═════ DATASET RECORDS
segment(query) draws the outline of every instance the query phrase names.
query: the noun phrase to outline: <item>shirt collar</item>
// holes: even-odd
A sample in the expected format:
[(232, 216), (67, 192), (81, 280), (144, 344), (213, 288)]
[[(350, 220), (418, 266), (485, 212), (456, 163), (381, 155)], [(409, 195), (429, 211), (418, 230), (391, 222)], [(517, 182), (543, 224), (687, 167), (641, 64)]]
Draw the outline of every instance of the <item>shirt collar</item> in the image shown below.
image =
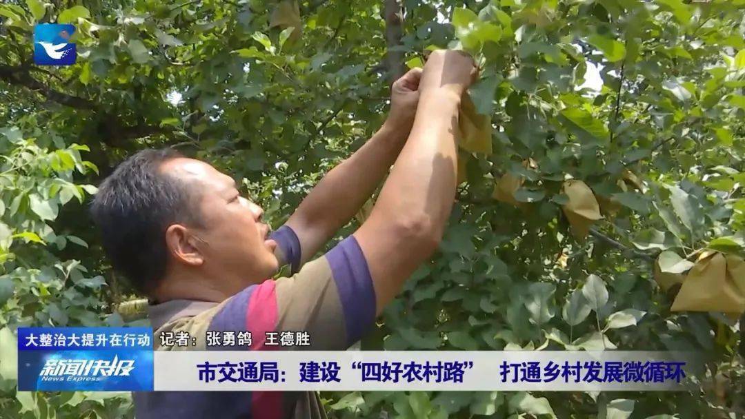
══════════
● **TASK TO COMPLETE**: Render the records above as a JSON array of strings, one string per line, skipping blank lines and leaving out the picture.

● **FULL RESPONSE**:
[
  "segment(query) draws the outline of every instance the query phrase names.",
  "query: the noun phrase to outline: <item>shirt collar</item>",
  "// holes: even-odd",
  "A sample in the expected format:",
  "[(232, 216), (67, 192), (81, 280), (144, 344), (213, 288)]",
  "[[(350, 220), (418, 266), (485, 212), (456, 163), (381, 155)], [(409, 195), (429, 211), (418, 230), (391, 222)], [(517, 182), (543, 224), (687, 167), (641, 64)]]",
  "Draw the outline of every instance of the <item>shirt collar</item> in the image shown below.",
  "image ="
]